Supplied passage:

• • • • •

Push Docker image to the Container Registry

After you have tested and validated the container image locally, upload it to a registry so that your Google Kubernetes Engine (GKE) cluster can download and run it.

  1. Configure the Docker command-line tool to authenticate to Container Registry:

    gcloud auth configure-docker

  2. Push the Docker image you built to the Container Registry:

    docker push gcr.io/${PROJECT_ID}/monitoring-agents:v1

Create the GKE cluster

After storing the Docker image in the Container Registry, you next create a GKE cluster, as follows:

  1. Set your project ID and Compute Engine zone options for the gcloudtool:

    gcloud config set project $PROJECT_ID

    gcloud config set compute/zone europe-west1-b

  2. Create a cluster.

    Note

    This example, for simplicity, creates a private cluster with unrestricted access to the public endpoint. For security, be sure to restrict access to the control plane for your production environment. Find detailed information about configuring different GKE private clusters here.

    gcloud container clusters create monitoring-agents-cluster \
        --network default \
        --create-subnetwork name=my-subnet-0 \
        --no-enable-master-authorized-networks \
        --enable-ip-alias \
        --enable-private-nodes \
        --master-ipv4-cidr 172.16.0.32/28 \
        --no-enable-basic-auth \
        --no-issue-client-certificate
    

    Where:

    Parameter Result
    --create-subnetwork name=my-subnet-0 Causes GKE to automatically create a subnet named my-subnet-0.
    --no-enable-master-authorized-networks Disables authorized networks for the cluster.
    --enable-ip-alias Makes the cluster VPC-native.
    --enable-private-nodes Indicates that the cluster's nodes do not have external IP addresses.
    --master-ipv4-cidr 172.16.0.32/28 Specifies an internal address range for the control plane. This setting is permanent for this cluster.
    --no-enable-basic-auth Disables basic auth for the cluster.
    --no-issue-client-certificate Disables issuing a client certificate.
  3. Run the following command to see the cluster worker instances:

    gcloud compute instances list

Create a cloud router

The MLOps agent running on a GKE private cluster needs access to the DataRobot MLOps service. To do this, you must give the private nodes outbound access to the internet, which you can achieve using a NAT cloud router (Google documentation here).

  1. Create a cloud router:

    gcloud compute routers create nat-router \
        --network default \
     --region europe-west1
    
  2. Add configuration to the router.

    gcloud compute routers nats create nat-config \
    
        --router-region europe-west1 \
        --router nat-router \
        --nat-all-subnet-ip-ranges \
        --auto-allocate-nat-external-ips​
    

Create K8s ConfigMaps

With the cloud router configured, you can now create K8s ConfigMaps to contain the MLOps agent configuration and Google credentials. You will need the downloaded JSON credentials file created during the prerequisites stage.

• • • • •

Supplied data:
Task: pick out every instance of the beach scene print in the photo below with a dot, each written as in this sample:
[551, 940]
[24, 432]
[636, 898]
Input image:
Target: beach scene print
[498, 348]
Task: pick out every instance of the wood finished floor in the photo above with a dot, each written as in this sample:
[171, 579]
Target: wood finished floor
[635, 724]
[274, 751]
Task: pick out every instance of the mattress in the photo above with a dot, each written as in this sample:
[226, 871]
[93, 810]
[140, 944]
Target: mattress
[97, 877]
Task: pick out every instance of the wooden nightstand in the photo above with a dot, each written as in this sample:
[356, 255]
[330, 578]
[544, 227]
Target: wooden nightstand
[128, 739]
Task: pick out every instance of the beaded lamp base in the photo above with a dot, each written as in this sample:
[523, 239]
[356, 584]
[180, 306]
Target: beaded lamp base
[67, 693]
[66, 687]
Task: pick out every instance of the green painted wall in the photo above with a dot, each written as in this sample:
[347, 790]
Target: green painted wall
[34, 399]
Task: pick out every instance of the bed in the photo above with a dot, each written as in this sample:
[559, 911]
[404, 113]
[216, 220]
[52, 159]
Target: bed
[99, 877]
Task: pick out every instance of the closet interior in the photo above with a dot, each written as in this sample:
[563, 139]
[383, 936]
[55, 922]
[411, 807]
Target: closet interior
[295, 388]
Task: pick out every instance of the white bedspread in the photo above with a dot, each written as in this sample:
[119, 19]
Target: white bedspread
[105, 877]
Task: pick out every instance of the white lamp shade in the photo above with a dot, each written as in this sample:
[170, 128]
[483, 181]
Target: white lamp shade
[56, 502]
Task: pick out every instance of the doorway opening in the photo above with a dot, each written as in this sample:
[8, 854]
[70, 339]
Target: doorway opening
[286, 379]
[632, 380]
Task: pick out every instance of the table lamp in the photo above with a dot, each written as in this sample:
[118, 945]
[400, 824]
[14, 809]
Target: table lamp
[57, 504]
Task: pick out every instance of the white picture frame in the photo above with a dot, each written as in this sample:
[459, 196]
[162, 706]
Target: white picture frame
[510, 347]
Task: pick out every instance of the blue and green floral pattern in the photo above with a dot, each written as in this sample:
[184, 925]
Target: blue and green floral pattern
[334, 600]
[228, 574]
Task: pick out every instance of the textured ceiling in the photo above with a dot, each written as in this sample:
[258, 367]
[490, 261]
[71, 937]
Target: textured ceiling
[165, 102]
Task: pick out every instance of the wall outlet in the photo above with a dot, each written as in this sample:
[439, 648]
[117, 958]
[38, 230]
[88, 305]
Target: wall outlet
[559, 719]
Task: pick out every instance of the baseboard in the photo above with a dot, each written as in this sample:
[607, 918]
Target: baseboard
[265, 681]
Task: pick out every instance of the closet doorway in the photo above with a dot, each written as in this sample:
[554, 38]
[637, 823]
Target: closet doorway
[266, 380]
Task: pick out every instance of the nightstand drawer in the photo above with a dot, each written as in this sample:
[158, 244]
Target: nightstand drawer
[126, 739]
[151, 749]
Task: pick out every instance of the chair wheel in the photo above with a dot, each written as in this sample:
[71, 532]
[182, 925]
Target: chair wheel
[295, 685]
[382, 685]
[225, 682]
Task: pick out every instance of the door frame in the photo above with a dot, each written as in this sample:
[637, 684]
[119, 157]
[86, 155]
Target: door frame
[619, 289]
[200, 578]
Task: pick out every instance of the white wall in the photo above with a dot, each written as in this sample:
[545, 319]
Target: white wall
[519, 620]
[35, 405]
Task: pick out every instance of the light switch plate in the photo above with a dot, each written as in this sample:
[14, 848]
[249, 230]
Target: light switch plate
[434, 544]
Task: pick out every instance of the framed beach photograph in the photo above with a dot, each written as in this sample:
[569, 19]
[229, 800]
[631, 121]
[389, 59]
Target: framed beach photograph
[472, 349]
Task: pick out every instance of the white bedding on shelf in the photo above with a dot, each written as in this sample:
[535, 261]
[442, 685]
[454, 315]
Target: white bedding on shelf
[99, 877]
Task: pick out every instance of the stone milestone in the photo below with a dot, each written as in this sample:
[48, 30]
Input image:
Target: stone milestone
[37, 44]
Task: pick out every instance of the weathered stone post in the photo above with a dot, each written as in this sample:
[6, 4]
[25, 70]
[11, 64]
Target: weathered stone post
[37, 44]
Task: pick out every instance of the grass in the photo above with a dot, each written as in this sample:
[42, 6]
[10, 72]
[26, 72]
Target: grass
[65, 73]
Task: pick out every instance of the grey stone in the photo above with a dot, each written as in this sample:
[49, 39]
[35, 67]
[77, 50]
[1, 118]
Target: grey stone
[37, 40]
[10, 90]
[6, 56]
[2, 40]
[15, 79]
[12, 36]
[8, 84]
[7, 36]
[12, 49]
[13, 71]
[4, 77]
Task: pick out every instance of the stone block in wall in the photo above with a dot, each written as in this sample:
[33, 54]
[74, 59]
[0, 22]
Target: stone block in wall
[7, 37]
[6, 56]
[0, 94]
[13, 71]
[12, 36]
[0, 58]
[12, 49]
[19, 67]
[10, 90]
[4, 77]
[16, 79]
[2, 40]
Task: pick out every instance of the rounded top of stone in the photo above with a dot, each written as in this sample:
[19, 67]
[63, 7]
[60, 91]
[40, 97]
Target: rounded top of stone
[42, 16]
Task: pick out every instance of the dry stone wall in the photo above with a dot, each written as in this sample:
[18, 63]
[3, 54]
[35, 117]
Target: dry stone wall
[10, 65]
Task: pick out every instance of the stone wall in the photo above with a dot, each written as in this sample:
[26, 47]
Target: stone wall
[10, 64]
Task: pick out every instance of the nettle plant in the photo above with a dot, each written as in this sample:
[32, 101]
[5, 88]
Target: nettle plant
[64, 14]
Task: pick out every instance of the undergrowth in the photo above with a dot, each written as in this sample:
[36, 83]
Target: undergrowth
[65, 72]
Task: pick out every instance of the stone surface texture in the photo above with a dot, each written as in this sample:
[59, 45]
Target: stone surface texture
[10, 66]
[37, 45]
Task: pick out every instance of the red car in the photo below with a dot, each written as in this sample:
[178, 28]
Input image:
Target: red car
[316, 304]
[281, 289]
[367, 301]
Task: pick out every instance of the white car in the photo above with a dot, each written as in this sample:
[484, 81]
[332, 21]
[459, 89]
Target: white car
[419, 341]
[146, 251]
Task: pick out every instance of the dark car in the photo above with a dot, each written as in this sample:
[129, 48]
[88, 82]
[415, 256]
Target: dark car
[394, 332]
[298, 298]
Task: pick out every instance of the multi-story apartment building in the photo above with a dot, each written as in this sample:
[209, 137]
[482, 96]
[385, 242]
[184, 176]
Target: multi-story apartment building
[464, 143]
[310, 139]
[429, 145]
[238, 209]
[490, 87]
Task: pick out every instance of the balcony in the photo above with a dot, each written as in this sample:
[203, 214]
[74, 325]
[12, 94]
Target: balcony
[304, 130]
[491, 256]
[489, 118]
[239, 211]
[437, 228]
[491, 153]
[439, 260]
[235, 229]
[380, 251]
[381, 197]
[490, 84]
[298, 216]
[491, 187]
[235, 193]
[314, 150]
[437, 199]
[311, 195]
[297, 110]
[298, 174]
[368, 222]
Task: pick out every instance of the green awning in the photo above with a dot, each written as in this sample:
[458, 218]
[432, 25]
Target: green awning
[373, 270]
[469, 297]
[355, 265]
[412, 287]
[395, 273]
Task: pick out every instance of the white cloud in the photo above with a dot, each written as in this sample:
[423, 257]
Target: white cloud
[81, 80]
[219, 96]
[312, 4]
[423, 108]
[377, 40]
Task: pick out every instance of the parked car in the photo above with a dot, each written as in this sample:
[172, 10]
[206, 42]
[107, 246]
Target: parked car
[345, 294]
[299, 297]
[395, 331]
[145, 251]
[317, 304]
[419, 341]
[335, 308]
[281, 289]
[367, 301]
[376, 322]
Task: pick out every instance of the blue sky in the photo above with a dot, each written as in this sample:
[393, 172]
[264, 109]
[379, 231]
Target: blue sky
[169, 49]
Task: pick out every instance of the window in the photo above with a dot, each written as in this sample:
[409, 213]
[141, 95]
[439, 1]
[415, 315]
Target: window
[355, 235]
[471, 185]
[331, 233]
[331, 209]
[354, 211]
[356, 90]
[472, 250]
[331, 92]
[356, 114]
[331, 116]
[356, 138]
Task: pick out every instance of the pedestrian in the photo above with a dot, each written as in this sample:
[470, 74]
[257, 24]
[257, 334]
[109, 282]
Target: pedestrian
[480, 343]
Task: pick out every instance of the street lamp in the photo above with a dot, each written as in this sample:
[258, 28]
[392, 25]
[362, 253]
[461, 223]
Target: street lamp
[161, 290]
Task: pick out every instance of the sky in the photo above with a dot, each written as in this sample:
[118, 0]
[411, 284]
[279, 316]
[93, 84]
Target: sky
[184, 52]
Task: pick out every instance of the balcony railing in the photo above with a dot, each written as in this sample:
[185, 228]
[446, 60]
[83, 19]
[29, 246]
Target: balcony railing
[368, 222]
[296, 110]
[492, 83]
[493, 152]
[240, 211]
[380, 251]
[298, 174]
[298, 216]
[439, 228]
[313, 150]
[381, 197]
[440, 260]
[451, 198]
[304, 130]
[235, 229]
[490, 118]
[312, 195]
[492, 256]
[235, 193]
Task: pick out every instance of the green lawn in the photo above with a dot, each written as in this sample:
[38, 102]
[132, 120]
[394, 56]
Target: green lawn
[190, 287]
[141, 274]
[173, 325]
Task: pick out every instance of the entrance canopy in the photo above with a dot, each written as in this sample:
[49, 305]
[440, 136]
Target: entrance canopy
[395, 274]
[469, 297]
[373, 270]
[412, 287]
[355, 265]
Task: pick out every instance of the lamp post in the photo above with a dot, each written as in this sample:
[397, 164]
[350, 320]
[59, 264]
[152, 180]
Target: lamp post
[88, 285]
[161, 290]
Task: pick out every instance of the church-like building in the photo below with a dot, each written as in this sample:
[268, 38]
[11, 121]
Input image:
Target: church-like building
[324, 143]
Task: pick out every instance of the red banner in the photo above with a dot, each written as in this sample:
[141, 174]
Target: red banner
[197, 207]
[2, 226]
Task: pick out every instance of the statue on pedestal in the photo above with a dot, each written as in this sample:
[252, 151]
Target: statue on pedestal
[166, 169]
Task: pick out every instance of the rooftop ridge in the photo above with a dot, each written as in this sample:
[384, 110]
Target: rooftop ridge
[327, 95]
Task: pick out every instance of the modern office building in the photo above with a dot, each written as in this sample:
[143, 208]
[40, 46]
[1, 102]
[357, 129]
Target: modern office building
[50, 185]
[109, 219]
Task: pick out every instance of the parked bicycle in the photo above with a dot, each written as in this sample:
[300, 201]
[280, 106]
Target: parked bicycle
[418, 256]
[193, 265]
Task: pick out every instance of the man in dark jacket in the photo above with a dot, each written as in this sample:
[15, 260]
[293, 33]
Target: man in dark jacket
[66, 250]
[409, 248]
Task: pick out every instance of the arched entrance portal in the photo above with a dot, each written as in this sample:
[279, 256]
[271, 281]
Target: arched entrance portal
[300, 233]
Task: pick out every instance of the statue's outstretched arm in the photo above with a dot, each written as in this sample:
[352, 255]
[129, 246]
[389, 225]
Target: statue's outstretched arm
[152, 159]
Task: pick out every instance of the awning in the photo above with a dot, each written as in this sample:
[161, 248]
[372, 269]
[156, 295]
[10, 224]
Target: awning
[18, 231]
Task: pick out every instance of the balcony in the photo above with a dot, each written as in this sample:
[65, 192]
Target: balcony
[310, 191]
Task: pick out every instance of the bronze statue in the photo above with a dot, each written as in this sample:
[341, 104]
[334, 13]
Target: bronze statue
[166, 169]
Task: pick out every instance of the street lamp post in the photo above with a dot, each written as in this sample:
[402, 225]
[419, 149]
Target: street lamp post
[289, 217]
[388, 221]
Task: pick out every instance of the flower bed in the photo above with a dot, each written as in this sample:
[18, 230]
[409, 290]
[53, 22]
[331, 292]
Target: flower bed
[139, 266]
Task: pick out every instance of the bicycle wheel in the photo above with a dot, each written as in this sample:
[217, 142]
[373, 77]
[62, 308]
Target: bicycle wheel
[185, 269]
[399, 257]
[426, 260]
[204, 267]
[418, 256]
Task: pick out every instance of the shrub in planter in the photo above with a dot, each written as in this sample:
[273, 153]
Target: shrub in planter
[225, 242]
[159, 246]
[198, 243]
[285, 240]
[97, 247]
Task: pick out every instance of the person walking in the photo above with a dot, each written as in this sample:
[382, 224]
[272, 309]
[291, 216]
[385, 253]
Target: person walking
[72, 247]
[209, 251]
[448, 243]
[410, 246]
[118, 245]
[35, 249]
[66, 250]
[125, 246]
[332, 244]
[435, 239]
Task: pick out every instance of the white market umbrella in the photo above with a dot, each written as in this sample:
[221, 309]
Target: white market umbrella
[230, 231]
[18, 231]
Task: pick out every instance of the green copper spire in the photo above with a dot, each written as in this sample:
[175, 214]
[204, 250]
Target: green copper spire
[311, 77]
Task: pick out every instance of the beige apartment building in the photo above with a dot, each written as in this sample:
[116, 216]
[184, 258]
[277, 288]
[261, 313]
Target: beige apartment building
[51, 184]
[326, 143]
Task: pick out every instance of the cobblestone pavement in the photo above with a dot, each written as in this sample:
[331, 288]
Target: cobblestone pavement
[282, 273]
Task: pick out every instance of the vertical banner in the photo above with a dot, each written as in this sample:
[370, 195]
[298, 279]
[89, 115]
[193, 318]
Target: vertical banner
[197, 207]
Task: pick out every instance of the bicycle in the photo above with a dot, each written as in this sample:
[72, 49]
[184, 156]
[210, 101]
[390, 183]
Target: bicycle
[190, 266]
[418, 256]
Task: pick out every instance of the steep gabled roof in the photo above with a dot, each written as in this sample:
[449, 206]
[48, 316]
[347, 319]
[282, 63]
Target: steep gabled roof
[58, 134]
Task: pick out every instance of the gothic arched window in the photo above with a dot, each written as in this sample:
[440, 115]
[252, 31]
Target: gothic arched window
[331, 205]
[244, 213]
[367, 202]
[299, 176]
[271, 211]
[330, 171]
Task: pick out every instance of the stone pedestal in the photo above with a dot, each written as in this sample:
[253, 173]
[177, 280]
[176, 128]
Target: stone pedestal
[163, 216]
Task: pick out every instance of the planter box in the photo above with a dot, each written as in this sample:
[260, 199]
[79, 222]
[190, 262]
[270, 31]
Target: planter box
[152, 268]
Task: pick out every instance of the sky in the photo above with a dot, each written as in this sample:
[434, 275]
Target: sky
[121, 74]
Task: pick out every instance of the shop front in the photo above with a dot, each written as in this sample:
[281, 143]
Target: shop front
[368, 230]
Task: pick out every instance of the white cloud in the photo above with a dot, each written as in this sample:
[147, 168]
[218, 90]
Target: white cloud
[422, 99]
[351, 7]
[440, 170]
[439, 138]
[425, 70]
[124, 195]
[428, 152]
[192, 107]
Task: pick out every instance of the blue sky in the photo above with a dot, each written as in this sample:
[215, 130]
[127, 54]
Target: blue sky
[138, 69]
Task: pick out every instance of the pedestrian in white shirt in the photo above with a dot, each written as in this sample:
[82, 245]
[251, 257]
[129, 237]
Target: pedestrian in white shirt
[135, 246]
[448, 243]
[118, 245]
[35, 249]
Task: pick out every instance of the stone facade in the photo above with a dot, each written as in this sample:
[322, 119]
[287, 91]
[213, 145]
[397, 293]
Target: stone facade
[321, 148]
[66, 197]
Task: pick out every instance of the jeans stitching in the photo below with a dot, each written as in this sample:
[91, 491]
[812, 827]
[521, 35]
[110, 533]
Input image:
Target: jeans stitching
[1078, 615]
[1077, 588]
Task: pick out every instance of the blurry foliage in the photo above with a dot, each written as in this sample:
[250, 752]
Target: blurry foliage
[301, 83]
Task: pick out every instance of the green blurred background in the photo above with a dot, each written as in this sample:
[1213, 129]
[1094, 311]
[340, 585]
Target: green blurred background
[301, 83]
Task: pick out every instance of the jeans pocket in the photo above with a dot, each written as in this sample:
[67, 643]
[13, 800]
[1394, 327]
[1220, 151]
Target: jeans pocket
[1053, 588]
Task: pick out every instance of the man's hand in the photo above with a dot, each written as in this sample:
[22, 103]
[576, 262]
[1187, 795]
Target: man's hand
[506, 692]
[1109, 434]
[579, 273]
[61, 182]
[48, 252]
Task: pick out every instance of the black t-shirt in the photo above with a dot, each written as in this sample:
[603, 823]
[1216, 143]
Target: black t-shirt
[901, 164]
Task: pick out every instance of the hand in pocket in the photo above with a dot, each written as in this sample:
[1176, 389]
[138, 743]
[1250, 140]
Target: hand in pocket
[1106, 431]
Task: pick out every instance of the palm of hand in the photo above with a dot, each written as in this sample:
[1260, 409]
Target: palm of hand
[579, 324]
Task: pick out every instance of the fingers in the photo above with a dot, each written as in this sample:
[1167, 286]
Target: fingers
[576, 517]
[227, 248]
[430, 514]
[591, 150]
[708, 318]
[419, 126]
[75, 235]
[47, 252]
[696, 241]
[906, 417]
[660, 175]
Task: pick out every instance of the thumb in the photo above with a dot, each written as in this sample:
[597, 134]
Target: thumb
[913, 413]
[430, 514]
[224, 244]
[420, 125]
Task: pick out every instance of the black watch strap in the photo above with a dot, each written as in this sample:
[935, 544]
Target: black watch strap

• • • • •

The problem: In the GKE deployment walkthrough, list every parameter explained in the table under "Where:".

Correct result:
- --create-subnetwork name=my-subnet-0
- --no-enable-master-authorized-networks
- --enable-ip-alias
- --enable-private-nodes
- --master-ipv4-cidr 172.16.0.32/28
- --no-enable-basic-auth
- --no-issue-client-certificate